#### [Поставленная задача 1]
Как звали бога, который, согласно тексту о фракийских племенах, приходил к ним из царства духов?

+ + + + +

Однако Гёте относил эту характеристику не специально к Аполлону, не к определенному, весьма ограниченному периоду эллинской жизни. Он относил ее к античному духу вообще. В этом он разделял всеобщее для XVIII века заблуждение, созданное, между прочим, как раз Винкельманом.

В действительности было совсем не так.

 

 

IV.  ВОКРУГ ЭЛЛАДЫ

 

В то время как над Элладою безраздельно царил светлый, радостный и кипучий Аполлон, в дикой и суровой Фракии, к северу от Эллады, жили племена, поклонявшиеся странному, неведомому эллинам богу.

На жизнь эти люди смотрели как на тяжкое несчастье. Рождение ребенка встречалось у них плачем. "Близкие, — рассказывает Геродот, — сидели вокруг новорожденного и оплакивали его, и скорбели о несчастиях, которые ждут его в жизни, и перечисляли все человеческие страдания. Умерших же они погребали с радостью и ликованием и говорили: теперь он избавился от всех зол и живет в блаженстве". Жены умершего ссорились друг с другом за честь быть зарезанною на могиле мужа. Люди с радостным одушевлением шли в бой навстречу смерти, потому что смерть казалась им прекрасною.

А еще выдавались фракийцы своим пьянством. Даже женщины пили у них неразбавленное вино. Формы дикого и тяжелого разгула еще Гораций называет "свойственными фракийцам". Опьянялись фракийцы также дымом бросаемых в огонь зерен — очевидно, конопли (гашиш).

Так жили эти люди в мрачном отъединении от жизни, от ее света и радости. Но наступил час — и из другого мира, из царства духов, приходил к ним их бог Сабазий. И тогда все преображалось.

Темною ночью, при мелькающем свете факелов, двигались по горам толпы людей, встречавших бога; особенно всегда бывало много женщин. Заливались флейты, оглушительно гремели литавры и медные тазы. Люди с пронзительными криками бешено плясали и кружились под музыку. На головах их были рога, в руках извивались живые змеи; мелькали в воздухе кинжалы и обвитые плющом копья. Жуткая тьма ночи, дикая музыка, бешеная пляска и кружение, — может быть, еще вино и гашиш, — зажигали душу пьяным безумием. В экстазе человек "исступал из себя", душа втягивалась в какой-то огромный вихрь всеединого, безумного блаженства, далеко уносивший его от обыденной жизни. Собственное тело человека становилось для него чуждым, не своим. Он жег себя огнем, колол кинжалами — и боли не было; а если была боль, то она давала только радость. И далеко была внизу вся обычная жизнь с ее страхами, нуждою и привязанностями. Мать в таком состоянии могла растерзать собственного сына — и не было жалости, а была та же радость.

+ + + + +

#### [Поставленная задача 2]
Представьте в виде таблицы Markdown с колонками «№» и «Строка» строки записей от самого начала до строки, содержащей "top-left (192, 220), bottom-right (340, 292)", включительно. Пустые строки не включайте.

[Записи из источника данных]
+ + + + +

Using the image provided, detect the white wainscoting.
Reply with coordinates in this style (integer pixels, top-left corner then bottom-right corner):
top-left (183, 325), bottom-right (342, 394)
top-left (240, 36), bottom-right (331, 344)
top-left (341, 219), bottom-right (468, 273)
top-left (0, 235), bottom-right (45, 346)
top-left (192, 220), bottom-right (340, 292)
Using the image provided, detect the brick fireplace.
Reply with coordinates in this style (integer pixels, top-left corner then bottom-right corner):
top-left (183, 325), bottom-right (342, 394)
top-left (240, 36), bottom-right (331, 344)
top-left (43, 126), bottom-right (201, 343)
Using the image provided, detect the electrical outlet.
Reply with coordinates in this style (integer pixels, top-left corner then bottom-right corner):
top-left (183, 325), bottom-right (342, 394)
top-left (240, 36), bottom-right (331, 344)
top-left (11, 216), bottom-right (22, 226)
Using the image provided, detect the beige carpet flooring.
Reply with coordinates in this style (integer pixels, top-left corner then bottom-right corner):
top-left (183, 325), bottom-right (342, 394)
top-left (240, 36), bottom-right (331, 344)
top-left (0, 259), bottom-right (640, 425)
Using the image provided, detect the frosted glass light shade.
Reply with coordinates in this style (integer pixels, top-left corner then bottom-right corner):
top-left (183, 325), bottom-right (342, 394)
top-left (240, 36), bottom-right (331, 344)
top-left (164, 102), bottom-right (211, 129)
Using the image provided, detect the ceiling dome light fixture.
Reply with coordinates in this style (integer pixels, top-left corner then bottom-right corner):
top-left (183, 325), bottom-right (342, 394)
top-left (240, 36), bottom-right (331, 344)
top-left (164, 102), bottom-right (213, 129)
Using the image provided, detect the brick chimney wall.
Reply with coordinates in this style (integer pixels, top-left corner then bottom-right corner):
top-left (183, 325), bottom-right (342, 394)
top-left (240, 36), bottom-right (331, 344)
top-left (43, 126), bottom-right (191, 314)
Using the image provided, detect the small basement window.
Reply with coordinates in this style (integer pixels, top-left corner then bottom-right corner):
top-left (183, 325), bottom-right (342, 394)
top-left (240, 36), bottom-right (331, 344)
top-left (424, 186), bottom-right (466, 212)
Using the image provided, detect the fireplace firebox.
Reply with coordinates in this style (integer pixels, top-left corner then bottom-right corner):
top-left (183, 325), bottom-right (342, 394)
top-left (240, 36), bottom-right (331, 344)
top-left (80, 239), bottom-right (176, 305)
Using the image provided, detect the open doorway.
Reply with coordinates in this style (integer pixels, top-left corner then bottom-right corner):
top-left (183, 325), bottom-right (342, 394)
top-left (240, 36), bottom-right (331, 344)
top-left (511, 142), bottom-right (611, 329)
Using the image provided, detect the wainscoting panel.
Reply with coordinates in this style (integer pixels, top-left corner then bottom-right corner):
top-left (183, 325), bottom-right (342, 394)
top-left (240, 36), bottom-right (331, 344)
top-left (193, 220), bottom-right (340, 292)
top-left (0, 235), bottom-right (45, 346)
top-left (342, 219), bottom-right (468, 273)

+ + + + +

#### [Полный ответ 1]
Сабазий.

#### [Полный ответ 2]
| № | Строка |
|---|---|
| 1 | Using the image provided, detect the white wainscoting. |
| 2 | Reply with coordinates in this style (integer pixels, top-left corner then bottom-right corner): |
| 3 | top-left (183, 325), bottom-right (342, 394) |
| 4 | top-left (240, 36), bottom-right (331, 344) |
| 5 | top-left (341, 219), bottom-right (468, 273) |
| 6 | top-left (0, 235), bottom-right (45, 346) |
| 7 | top-left (192, 220), bottom-right (340, 292) |